Reproduce every record below exactly as it appears.

* begin *

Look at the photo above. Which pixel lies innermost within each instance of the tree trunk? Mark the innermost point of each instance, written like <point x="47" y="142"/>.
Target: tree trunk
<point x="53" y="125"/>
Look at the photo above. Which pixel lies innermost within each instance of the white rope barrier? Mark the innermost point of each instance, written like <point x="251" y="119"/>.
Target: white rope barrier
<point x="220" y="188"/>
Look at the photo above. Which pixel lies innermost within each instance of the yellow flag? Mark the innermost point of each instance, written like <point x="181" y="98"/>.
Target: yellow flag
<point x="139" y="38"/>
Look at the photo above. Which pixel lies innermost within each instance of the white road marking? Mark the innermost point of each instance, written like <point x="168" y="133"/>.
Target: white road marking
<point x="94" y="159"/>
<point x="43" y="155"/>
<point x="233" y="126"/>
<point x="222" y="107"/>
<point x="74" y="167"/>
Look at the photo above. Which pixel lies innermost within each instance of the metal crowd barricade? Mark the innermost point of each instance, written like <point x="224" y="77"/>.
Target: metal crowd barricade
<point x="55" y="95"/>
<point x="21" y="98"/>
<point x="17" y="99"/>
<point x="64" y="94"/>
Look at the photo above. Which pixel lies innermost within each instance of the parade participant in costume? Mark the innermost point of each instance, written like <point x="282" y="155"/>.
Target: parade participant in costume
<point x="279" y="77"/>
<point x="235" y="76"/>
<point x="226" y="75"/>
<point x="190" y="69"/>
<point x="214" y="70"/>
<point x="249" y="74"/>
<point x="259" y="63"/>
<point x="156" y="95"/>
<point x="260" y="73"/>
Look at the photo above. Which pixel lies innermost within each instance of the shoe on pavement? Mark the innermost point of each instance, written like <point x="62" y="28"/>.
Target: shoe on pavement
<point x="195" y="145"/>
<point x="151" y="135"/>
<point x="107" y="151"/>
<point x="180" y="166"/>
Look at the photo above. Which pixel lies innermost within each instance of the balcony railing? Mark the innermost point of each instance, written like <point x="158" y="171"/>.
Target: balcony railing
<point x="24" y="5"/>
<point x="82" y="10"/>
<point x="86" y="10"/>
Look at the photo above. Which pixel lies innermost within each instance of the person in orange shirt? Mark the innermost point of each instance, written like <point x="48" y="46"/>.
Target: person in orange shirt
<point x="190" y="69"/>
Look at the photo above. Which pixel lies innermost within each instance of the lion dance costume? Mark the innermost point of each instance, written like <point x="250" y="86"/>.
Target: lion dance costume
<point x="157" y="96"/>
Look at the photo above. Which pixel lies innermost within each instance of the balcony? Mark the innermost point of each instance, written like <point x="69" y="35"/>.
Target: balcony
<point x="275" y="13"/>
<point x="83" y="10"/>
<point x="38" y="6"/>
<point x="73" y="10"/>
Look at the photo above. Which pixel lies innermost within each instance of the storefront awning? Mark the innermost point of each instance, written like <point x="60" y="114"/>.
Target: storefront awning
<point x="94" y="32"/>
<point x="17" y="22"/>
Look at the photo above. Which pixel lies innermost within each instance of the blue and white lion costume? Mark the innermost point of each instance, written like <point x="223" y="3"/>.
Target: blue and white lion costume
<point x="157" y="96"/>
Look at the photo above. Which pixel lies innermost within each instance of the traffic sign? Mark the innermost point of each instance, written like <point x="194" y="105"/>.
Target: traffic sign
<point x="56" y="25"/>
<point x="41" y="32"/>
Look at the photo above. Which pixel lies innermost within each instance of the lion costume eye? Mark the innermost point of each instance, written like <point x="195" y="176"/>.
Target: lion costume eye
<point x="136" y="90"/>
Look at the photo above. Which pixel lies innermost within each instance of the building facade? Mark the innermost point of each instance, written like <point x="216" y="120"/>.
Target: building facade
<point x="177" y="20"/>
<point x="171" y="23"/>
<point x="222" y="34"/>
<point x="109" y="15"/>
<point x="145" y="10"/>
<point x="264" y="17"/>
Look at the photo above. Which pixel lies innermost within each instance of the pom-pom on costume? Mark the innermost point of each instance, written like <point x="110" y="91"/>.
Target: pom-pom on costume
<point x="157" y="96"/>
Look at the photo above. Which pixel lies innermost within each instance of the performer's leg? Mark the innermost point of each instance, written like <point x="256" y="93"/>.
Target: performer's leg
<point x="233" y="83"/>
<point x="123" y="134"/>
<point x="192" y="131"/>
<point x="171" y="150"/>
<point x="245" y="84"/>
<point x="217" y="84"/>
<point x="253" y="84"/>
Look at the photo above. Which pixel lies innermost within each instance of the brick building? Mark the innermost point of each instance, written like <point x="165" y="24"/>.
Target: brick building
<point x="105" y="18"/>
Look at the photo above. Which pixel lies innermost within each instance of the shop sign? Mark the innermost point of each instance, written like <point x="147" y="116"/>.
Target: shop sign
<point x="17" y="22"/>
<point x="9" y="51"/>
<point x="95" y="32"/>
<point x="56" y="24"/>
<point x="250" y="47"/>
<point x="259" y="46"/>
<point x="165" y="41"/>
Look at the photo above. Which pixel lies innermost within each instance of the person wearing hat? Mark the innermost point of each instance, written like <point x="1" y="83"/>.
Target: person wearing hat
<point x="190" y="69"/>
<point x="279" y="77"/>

* end *

• EXERCISE RESPONSE
Look at the photo above. Which pixel lies innermost within each instance of the tree trunk? Mark the innermost point of each instance, written like <point x="47" y="142"/>.
Target: tree trunk
<point x="53" y="125"/>
Look at the photo above. Which pixel lies innermost within each instance of the white rope barrier? Mark the innermost point of each instance, written like <point x="251" y="119"/>.
Target: white rope barrier
<point x="220" y="188"/>
Look at the photo above. Which pixel lies innermost within each instance of the yellow flag? Mark the innermost point of each instance, written like <point x="181" y="98"/>.
Target: yellow flag
<point x="139" y="38"/>
Look at the photo above. Which pixel lies innermost within each instance of the white road marking? Mark the innermost point of each instance, written like <point x="168" y="133"/>.
Target: white road marking
<point x="94" y="159"/>
<point x="43" y="155"/>
<point x="233" y="126"/>
<point x="222" y="107"/>
<point x="74" y="167"/>
Look at the photo above. Which pixel lies innermost within each instance of the metal crowd barricade? Mark the innermost point of each instance, written like <point x="224" y="77"/>.
Target: metal crowd barricade
<point x="55" y="95"/>
<point x="21" y="98"/>
<point x="17" y="99"/>
<point x="64" y="94"/>
Look at the photo above. Which pixel lies innermost within each instance of the parade participant in costume? Mark the innermost point of each instance, written like <point x="282" y="155"/>.
Target: parade participant in costume
<point x="279" y="77"/>
<point x="235" y="76"/>
<point x="226" y="75"/>
<point x="190" y="69"/>
<point x="214" y="70"/>
<point x="249" y="74"/>
<point x="259" y="63"/>
<point x="156" y="95"/>
<point x="260" y="73"/>
Look at the photo above. Which pixel lies innermost within each instance of the shoe on pavement? Mark the innermost point of each instance, written like <point x="62" y="28"/>.
Target: shoe on pavement
<point x="195" y="145"/>
<point x="151" y="135"/>
<point x="107" y="151"/>
<point x="180" y="166"/>
Look at the photo above. Which pixel lies innermost within each instance of the balcony railing? Mark the innermost point of each instance, written like <point x="158" y="171"/>.
Target: balcony railing
<point x="24" y="5"/>
<point x="82" y="10"/>
<point x="86" y="10"/>
Look at the photo above. Which pixel lies innermost within each instance of the person in orange shirt? Mark the innermost point of each instance, written like <point x="48" y="46"/>.
Target: person in orange shirt
<point x="190" y="69"/>
Look at the photo above. Which pixel lies innermost within each instance of the lion dance costume? Mark the innermost point of each instance, written like <point x="250" y="86"/>.
Target: lion dance costume
<point x="157" y="96"/>
Look at the photo above. Which pixel lies innermost within each instance of the balcony? Mark the innermost point of each instance, written like <point x="69" y="35"/>.
Target: balcony
<point x="275" y="13"/>
<point x="83" y="10"/>
<point x="38" y="6"/>
<point x="73" y="10"/>
Look at the photo above. Which pixel lies innermost within each instance of the storefront awning? Mark the innermost point of each instance, written like <point x="60" y="114"/>.
Target: storefront awning
<point x="94" y="32"/>
<point x="17" y="22"/>
Look at the photo above. Which pixel lies innermost within each instance of the blue and white lion costume? Mark the innermost point of each instance, written like <point x="223" y="3"/>.
Target: blue and white lion costume
<point x="157" y="96"/>
Look at the photo above. Which pixel lies innermost within each instance of the traffic sign? Mark the innermost point of each instance, written like <point x="194" y="105"/>.
Target: traffic sign
<point x="56" y="25"/>
<point x="41" y="32"/>
Look at the photo above. Which pixel lies innermost within each instance of the lion costume eye? Mark the innermost point of each instance, written like <point x="195" y="176"/>.
Target: lion costume eye
<point x="136" y="90"/>
Look at the photo above. Which pixel lies innermost within each instance of the building facade? Mark the innermost point of each instance, written like <point x="216" y="120"/>.
Target: building facade
<point x="177" y="20"/>
<point x="171" y="23"/>
<point x="222" y="34"/>
<point x="109" y="15"/>
<point x="145" y="10"/>
<point x="264" y="17"/>
Look at the photo above. Which pixel lies innermost within each instance of the pom-pom on costume? Mark the innermost point of each instance, written like <point x="110" y="91"/>.
Target: pom-pom on costume
<point x="157" y="96"/>
Look at the photo above. Which pixel lies innermost within each instance of the performer's leg? Mark the innermost point of each instance, written like <point x="256" y="93"/>.
Target: performer's leg
<point x="233" y="83"/>
<point x="123" y="134"/>
<point x="192" y="131"/>
<point x="171" y="150"/>
<point x="245" y="84"/>
<point x="217" y="84"/>
<point x="253" y="84"/>
Look at the photo above. Which pixel lies innermost within each instance of the brick building? Mark the innermost point of each instance, written like <point x="165" y="24"/>.
Target: brick building
<point x="105" y="18"/>
Look at the photo above. Which pixel lies innermost within each instance of the shop sign? Mark the innermost point of each instance, written like <point x="147" y="116"/>.
Target: shop sign
<point x="17" y="22"/>
<point x="9" y="51"/>
<point x="95" y="32"/>
<point x="56" y="24"/>
<point x="250" y="47"/>
<point x="259" y="46"/>
<point x="165" y="41"/>
Look at the photo above. Which pixel lies innermost within each instance of the person wearing hat? Mark the innermost point of each instance, written like <point x="1" y="83"/>.
Target: person wearing hat
<point x="190" y="69"/>
<point x="279" y="77"/>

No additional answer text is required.